___ Stored records
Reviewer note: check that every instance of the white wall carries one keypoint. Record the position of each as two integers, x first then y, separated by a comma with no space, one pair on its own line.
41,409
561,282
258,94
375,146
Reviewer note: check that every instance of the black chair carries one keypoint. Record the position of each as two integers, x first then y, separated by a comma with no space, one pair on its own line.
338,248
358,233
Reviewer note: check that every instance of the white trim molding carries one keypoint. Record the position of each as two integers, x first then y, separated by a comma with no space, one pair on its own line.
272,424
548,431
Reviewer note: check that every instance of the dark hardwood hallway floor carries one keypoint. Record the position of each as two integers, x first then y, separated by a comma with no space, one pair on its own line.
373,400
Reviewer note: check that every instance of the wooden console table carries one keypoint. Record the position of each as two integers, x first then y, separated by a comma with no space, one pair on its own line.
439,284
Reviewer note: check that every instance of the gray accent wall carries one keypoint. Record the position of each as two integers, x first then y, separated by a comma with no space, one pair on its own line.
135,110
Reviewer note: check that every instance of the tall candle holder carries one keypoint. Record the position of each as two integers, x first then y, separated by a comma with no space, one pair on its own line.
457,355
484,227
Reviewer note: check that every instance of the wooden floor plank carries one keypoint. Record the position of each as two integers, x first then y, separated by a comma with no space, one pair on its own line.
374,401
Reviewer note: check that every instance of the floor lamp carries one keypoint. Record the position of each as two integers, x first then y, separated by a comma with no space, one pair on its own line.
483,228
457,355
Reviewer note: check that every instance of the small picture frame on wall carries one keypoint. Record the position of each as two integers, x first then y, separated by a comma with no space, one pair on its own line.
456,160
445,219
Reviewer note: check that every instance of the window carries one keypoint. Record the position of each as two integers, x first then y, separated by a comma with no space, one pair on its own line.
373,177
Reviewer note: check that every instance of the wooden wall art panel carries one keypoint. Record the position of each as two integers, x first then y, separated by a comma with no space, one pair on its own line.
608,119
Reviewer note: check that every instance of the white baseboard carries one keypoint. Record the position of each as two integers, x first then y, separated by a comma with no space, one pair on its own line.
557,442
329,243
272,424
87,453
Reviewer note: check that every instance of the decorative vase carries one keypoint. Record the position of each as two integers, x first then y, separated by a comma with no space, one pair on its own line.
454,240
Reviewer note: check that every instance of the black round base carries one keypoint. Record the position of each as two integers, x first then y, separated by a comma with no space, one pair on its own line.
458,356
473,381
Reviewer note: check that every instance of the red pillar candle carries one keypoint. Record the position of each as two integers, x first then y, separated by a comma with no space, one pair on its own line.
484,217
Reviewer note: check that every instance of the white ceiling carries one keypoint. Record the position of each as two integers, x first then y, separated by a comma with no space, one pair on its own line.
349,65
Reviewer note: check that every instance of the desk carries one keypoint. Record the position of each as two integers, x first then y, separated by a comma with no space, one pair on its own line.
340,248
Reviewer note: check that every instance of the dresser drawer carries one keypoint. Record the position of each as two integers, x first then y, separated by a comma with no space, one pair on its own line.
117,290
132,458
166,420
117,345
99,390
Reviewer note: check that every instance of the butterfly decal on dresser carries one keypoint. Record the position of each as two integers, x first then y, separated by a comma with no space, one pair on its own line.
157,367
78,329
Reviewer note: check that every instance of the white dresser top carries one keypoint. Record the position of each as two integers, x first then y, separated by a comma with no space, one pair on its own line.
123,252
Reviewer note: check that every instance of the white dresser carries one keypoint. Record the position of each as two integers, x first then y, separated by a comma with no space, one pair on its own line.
______
# What you need to do
Output every line of all the items above as a JSON list of strings, one string per line, with blank lines left out.

# Finished answer
[
  "Reviewer note: check that every instance of the white wall carries one keypoint. Record the position of each as two integers, x first then y, separated by a comma with no space, one pair on its own line.",
  "41,409",
  "561,282",
  "258,94",
  "375,146",
  "Reviewer note: check that every instance of the black chair carries one keypoint. Record the position of each as two integers, x first then y, separated by a comma with no space, one pair on its own line.",
  "338,248",
  "358,233",
  "Reviewer note: check that every instance of the white trim molding carries one keypoint. Record the position of each as two integers, x first then y, separated by a comma with no space, one pair on its own line.",
  "272,424",
  "548,431",
  "Reviewer note: check that every instance of the dark hardwood hallway floor carries one keypoint. Record the position of each as two integers, x first then y, separated by a comma with no space, one pair on its own line.",
  "373,400",
  "Reviewer note: check that every instance of the wooden console table carries one keypoint. Record the position of each as two integers, x first then y, separated by a comma with no space, one pair on its own line.",
  "439,284",
  "Reviewer note: check that every instance of the gray accent wall carries one keypoint. Record the position of each as two integers, x first then y, separated by a comma with no space, one pair on its own line.",
  "135,110",
  "Reviewer note: check that every instance of the tall candle holder carries one keypoint. Record the position of each as two integers, x first then y, separated by a comma with no space, one pair on its own line.",
  "457,355",
  "484,227",
  "Reviewer note: check that every instance of the wooden floor plank carries one keypoint. Record the position of each as two integers, x first then y, separated by a comma with no space, one pair on its own line.",
  "374,401",
  "Reviewer note: check that every instance of the floor lamp carries one keypoint. Record the position of each as two integers, x first then y, separated by a comma with no space, one pair on its own line.",
  "483,228",
  "457,355",
  "Reviewer note: check that every instance of the small picture frame on wall carries one keypoint. Record the position of each as two integers, x first then y, separated by a comma with no space, one pair on its own line.",
  "456,160",
  "445,219",
  "Reviewer note: check that every instance of the window carries one keypoint. Record the position of each as two integers, x first then y, separated by a comma with no space, one pair on its own line.",
  "373,177",
  "Reviewer note: check that every instance of the wooden wall art panel carries one keypoint. Record the position of each as two integers, x first then y, separated by a comma with no space, one pair on its own line.",
  "608,119",
  "Reviewer note: check that every instance of the white baseboard carries one keypoint. Record the position of each as two integers, x first then y, separated by a comma with no space, one pair on its own line.",
  "557,442",
  "329,243",
  "272,424",
  "87,453",
  "Reviewer note: check that every instance of the decorative vase carries one keypoint. Record the position of each as two integers, x first then y, separated by a comma with no space, one pair on its own line.",
  "454,240",
  "Reviewer note: check that every instance of the black round base carries one keypoint. Record the position of each as two integers, x first then y, separated by a comma with no space, one pair on its own line.",
  "458,356",
  "473,381",
  "Reviewer note: check that every instance of the red pillar candle carries one keypoint. Record the position of each as two integers, x first then y, separated by a comma with no space, one pair on its own line.",
  "484,217",
  "Reviewer note: check that every instance of the white ceiling carries one keypoint. Record the position of each as two integers, x first then y, separated by a comma with no space, one pair on its own line.",
  "349,65",
  "Reviewer note: check that every instance of the desk carries one keypoint. Record the position of each as two integers, x first then y, separated by a comma with no space, one pair on its own line.",
  "340,248",
  "Reviewer note: check that every instance of the dresser drawer carries one keypoint. Record the position of each as two integers, x first then y, separated by a comma with no space, one pair on its own line.",
  "117,290",
  "132,458",
  "166,420",
  "117,345",
  "99,390",
  "Reviewer note: check that every instance of the butterfly decal on dresser carries one keypoint. Record the position of each as two integers, x first then y, separated by a comma with no space, one pair on its own line.",
  "157,367",
  "78,329",
  "Reviewer note: check that every instance of the white dresser top carries one keypoint. Record the position of each as two integers, x first then y, separated by a comma with no space, one pair on its own line.",
  "123,252",
  "Reviewer note: check that every instance of the white dresser carries one keypoint. Record the position of each as two integers, x first then y, separated by a comma with no space, one pair on its own line."
]